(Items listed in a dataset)
## Begin
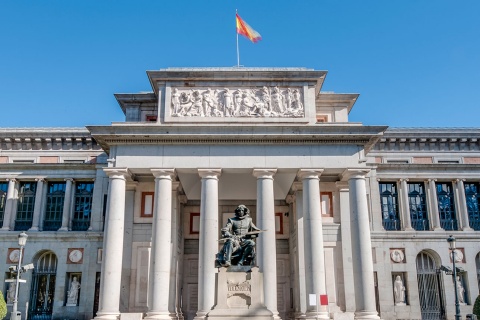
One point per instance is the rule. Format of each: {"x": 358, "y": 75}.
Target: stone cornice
{"x": 165, "y": 134}
{"x": 47, "y": 139}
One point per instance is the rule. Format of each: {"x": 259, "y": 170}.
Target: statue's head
{"x": 242, "y": 211}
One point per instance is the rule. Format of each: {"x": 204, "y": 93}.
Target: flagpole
{"x": 238, "y": 51}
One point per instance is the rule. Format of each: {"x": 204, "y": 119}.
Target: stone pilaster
{"x": 9, "y": 214}
{"x": 110, "y": 283}
{"x": 461, "y": 204}
{"x": 37, "y": 210}
{"x": 432, "y": 202}
{"x": 161, "y": 254}
{"x": 300, "y": 292}
{"x": 404, "y": 205}
{"x": 208, "y": 241}
{"x": 365, "y": 307}
{"x": 345, "y": 229}
{"x": 266, "y": 246}
{"x": 67, "y": 204}
{"x": 313, "y": 240}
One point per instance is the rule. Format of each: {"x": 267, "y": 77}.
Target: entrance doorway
{"x": 430, "y": 288}
{"x": 43, "y": 287}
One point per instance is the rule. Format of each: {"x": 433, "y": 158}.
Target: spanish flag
{"x": 245, "y": 30}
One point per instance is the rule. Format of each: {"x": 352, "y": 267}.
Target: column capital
{"x": 309, "y": 173}
{"x": 164, "y": 173}
{"x": 209, "y": 173}
{"x": 290, "y": 198}
{"x": 182, "y": 198}
{"x": 354, "y": 173}
{"x": 297, "y": 186}
{"x": 342, "y": 186}
{"x": 264, "y": 173}
{"x": 118, "y": 173}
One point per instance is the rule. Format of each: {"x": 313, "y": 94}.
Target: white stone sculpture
{"x": 72, "y": 294}
{"x": 238, "y": 102}
{"x": 399, "y": 291}
{"x": 460, "y": 291}
{"x": 11, "y": 293}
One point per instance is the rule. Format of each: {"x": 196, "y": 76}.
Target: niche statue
{"x": 238, "y": 237}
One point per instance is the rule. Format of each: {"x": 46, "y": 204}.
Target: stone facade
{"x": 133, "y": 210}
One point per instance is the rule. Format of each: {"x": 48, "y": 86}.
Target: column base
{"x": 160, "y": 315}
{"x": 364, "y": 315}
{"x": 107, "y": 316}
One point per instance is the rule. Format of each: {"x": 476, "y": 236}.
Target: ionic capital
{"x": 309, "y": 174}
{"x": 210, "y": 173}
{"x": 264, "y": 173}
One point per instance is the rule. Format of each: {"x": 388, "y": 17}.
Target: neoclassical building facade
{"x": 131, "y": 213}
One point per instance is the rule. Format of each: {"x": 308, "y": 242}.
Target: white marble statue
{"x": 399, "y": 291}
{"x": 72, "y": 294}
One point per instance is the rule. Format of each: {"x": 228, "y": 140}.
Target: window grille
{"x": 83, "y": 206}
{"x": 446, "y": 206}
{"x": 389, "y": 205}
{"x": 418, "y": 206}
{"x": 25, "y": 206}
{"x": 3, "y": 199}
{"x": 54, "y": 210}
{"x": 473, "y": 200}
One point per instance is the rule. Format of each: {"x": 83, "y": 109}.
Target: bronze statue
{"x": 239, "y": 235}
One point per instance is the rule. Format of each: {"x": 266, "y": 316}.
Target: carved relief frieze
{"x": 275, "y": 102}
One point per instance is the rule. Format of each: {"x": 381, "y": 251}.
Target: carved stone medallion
{"x": 397, "y": 255}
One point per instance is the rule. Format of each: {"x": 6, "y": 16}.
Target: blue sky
{"x": 414, "y": 63}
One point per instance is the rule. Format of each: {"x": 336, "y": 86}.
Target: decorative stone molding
{"x": 265, "y": 102}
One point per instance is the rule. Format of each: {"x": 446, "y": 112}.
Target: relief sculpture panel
{"x": 275, "y": 102}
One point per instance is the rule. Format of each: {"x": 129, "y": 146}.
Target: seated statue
{"x": 239, "y": 235}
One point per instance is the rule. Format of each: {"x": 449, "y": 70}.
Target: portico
{"x": 196, "y": 168}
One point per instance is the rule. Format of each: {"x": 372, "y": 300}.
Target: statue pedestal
{"x": 240, "y": 295}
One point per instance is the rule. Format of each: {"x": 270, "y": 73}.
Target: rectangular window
{"x": 54, "y": 210}
{"x": 25, "y": 205}
{"x": 3, "y": 199}
{"x": 83, "y": 206}
{"x": 147, "y": 205}
{"x": 446, "y": 206}
{"x": 473, "y": 204}
{"x": 389, "y": 205}
{"x": 418, "y": 206}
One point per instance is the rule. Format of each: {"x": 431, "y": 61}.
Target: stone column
{"x": 461, "y": 204}
{"x": 313, "y": 240}
{"x": 365, "y": 307}
{"x": 208, "y": 241}
{"x": 345, "y": 229}
{"x": 67, "y": 204}
{"x": 266, "y": 246}
{"x": 432, "y": 202}
{"x": 160, "y": 261}
{"x": 404, "y": 205}
{"x": 9, "y": 213}
{"x": 37, "y": 210}
{"x": 300, "y": 292}
{"x": 110, "y": 284}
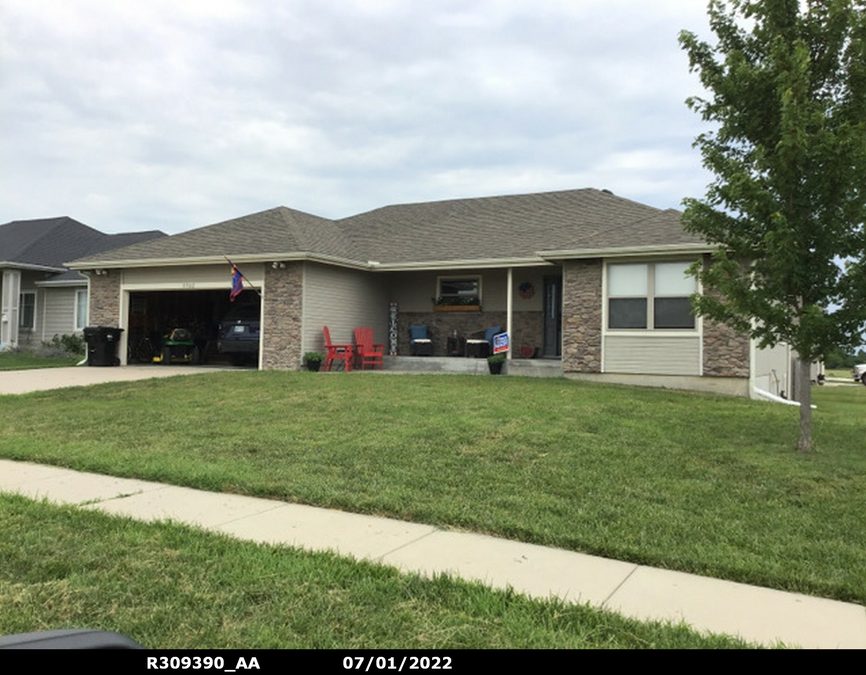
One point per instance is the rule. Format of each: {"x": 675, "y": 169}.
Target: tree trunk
{"x": 804, "y": 396}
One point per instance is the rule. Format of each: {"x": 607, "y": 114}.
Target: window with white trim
{"x": 80, "y": 310}
{"x": 27, "y": 310}
{"x": 650, "y": 296}
{"x": 459, "y": 290}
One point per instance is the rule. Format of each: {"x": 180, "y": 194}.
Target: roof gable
{"x": 487, "y": 229}
{"x": 51, "y": 242}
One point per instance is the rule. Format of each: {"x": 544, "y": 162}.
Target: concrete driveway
{"x": 24, "y": 381}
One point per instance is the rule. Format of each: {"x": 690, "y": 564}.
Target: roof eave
{"x": 62, "y": 283}
{"x": 477, "y": 263}
{"x": 217, "y": 260}
{"x": 31, "y": 267}
{"x": 628, "y": 251}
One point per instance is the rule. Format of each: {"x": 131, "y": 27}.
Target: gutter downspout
{"x": 509, "y": 311}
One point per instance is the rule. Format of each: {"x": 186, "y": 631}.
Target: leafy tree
{"x": 786, "y": 87}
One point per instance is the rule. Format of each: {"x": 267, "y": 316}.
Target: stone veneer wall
{"x": 528, "y": 328}
{"x": 104, "y": 299}
{"x": 581, "y": 316}
{"x": 281, "y": 329}
{"x": 726, "y": 352}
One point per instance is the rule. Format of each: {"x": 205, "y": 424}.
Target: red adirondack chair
{"x": 368, "y": 353}
{"x": 344, "y": 353}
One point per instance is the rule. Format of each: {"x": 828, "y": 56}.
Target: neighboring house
{"x": 584, "y": 276}
{"x": 39, "y": 296}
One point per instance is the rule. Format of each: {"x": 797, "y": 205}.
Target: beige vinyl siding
{"x": 191, "y": 278}
{"x": 58, "y": 312}
{"x": 342, "y": 299}
{"x": 652, "y": 354}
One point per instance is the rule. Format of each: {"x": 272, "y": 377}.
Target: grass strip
{"x": 699, "y": 483}
{"x": 174, "y": 587}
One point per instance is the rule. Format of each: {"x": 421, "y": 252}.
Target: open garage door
{"x": 192, "y": 317}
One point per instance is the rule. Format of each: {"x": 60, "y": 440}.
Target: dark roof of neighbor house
{"x": 488, "y": 228}
{"x": 52, "y": 242}
{"x": 278, "y": 231}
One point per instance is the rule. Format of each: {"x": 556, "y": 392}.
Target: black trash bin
{"x": 102, "y": 344}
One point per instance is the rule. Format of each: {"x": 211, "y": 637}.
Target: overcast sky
{"x": 152, "y": 114}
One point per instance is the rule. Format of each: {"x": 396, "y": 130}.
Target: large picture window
{"x": 458, "y": 290}
{"x": 650, "y": 296}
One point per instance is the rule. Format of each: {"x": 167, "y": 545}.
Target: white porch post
{"x": 509, "y": 310}
{"x": 9, "y": 308}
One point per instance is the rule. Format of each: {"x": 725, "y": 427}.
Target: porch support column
{"x": 9, "y": 308}
{"x": 509, "y": 310}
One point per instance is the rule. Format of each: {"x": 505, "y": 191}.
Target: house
{"x": 584, "y": 276}
{"x": 39, "y": 296}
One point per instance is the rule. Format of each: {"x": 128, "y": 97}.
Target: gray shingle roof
{"x": 279, "y": 230}
{"x": 489, "y": 228}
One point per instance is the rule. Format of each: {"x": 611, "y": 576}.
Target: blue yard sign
{"x": 500, "y": 343}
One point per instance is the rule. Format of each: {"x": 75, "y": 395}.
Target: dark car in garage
{"x": 238, "y": 335}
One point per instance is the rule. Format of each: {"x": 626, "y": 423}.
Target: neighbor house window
{"x": 27, "y": 310}
{"x": 650, "y": 296}
{"x": 80, "y": 310}
{"x": 464, "y": 290}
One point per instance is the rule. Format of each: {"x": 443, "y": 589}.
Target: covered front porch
{"x": 471, "y": 366}
{"x": 459, "y": 306}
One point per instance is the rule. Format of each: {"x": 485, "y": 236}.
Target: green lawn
{"x": 28, "y": 361}
{"x": 700, "y": 483}
{"x": 173, "y": 587}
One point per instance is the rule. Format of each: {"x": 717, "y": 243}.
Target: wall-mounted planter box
{"x": 457, "y": 308}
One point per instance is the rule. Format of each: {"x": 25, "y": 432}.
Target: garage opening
{"x": 156, "y": 317}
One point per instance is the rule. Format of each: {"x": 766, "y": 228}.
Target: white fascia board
{"x": 62, "y": 284}
{"x": 30, "y": 267}
{"x": 627, "y": 251}
{"x": 481, "y": 263}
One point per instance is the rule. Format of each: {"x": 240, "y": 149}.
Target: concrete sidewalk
{"x": 40, "y": 379}
{"x": 755, "y": 614}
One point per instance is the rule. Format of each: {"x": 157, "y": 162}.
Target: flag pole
{"x": 243, "y": 276}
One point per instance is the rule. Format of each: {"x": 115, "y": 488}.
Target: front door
{"x": 552, "y": 317}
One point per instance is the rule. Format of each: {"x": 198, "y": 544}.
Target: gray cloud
{"x": 158, "y": 114}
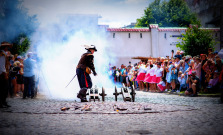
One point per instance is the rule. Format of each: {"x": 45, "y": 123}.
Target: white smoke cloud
{"x": 59, "y": 47}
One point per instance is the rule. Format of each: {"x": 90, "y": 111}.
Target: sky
{"x": 115, "y": 13}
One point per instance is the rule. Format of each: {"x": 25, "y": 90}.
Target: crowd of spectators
{"x": 17, "y": 75}
{"x": 173, "y": 74}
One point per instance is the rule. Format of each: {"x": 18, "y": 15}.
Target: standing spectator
{"x": 208, "y": 67}
{"x": 193, "y": 82}
{"x": 29, "y": 76}
{"x": 161, "y": 85}
{"x": 13, "y": 76}
{"x": 147, "y": 76}
{"x": 141, "y": 76}
{"x": 168, "y": 76}
{"x": 203, "y": 61}
{"x": 180, "y": 67}
{"x": 197, "y": 67}
{"x": 122, "y": 71}
{"x": 158, "y": 73}
{"x": 218, "y": 65}
{"x": 20, "y": 79}
{"x": 117, "y": 73}
{"x": 178, "y": 55}
{"x": 3, "y": 80}
{"x": 173, "y": 78}
{"x": 182, "y": 81}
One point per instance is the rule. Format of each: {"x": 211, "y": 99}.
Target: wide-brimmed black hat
{"x": 91, "y": 47}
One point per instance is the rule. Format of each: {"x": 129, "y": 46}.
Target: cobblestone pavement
{"x": 152, "y": 113}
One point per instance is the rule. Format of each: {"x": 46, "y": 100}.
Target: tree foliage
{"x": 196, "y": 41}
{"x": 16, "y": 25}
{"x": 15, "y": 20}
{"x": 174, "y": 13}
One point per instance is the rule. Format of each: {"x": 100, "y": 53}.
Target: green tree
{"x": 14, "y": 20}
{"x": 174, "y": 13}
{"x": 196, "y": 41}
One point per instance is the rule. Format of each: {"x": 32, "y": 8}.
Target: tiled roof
{"x": 128, "y": 29}
{"x": 154, "y": 26}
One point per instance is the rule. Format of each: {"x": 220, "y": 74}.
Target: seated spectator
{"x": 178, "y": 55}
{"x": 161, "y": 85}
{"x": 147, "y": 76}
{"x": 208, "y": 67}
{"x": 182, "y": 81}
{"x": 213, "y": 82}
{"x": 197, "y": 67}
{"x": 173, "y": 78}
{"x": 194, "y": 86}
{"x": 168, "y": 75}
{"x": 180, "y": 67}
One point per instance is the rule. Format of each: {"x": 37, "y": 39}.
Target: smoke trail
{"x": 59, "y": 47}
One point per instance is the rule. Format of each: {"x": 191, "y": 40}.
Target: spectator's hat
{"x": 181, "y": 52}
{"x": 19, "y": 57}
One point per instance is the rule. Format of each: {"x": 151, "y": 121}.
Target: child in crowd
{"x": 168, "y": 75}
{"x": 152, "y": 75}
{"x": 182, "y": 81}
{"x": 147, "y": 77}
{"x": 141, "y": 76}
{"x": 161, "y": 85}
{"x": 173, "y": 78}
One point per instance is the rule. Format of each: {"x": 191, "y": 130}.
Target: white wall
{"x": 167, "y": 44}
{"x": 124, "y": 48}
{"x": 153, "y": 43}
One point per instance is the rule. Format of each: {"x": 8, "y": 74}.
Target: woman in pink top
{"x": 147, "y": 77}
{"x": 197, "y": 67}
{"x": 141, "y": 76}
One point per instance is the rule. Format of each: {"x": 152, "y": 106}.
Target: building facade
{"x": 154, "y": 41}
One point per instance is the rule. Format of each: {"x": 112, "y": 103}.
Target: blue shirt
{"x": 29, "y": 66}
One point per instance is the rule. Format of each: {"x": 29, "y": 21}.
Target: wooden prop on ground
{"x": 127, "y": 94}
{"x": 94, "y": 95}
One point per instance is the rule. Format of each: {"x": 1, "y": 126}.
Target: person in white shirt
{"x": 152, "y": 75}
{"x": 182, "y": 81}
{"x": 147, "y": 77}
{"x": 161, "y": 85}
{"x": 141, "y": 76}
{"x": 158, "y": 73}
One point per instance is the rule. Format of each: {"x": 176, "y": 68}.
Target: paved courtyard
{"x": 152, "y": 113}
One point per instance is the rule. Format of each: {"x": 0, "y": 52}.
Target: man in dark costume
## End
# Exercise details
How many lines of the records above contain the word "relief"? Give only the number.

# Answer to the problem
2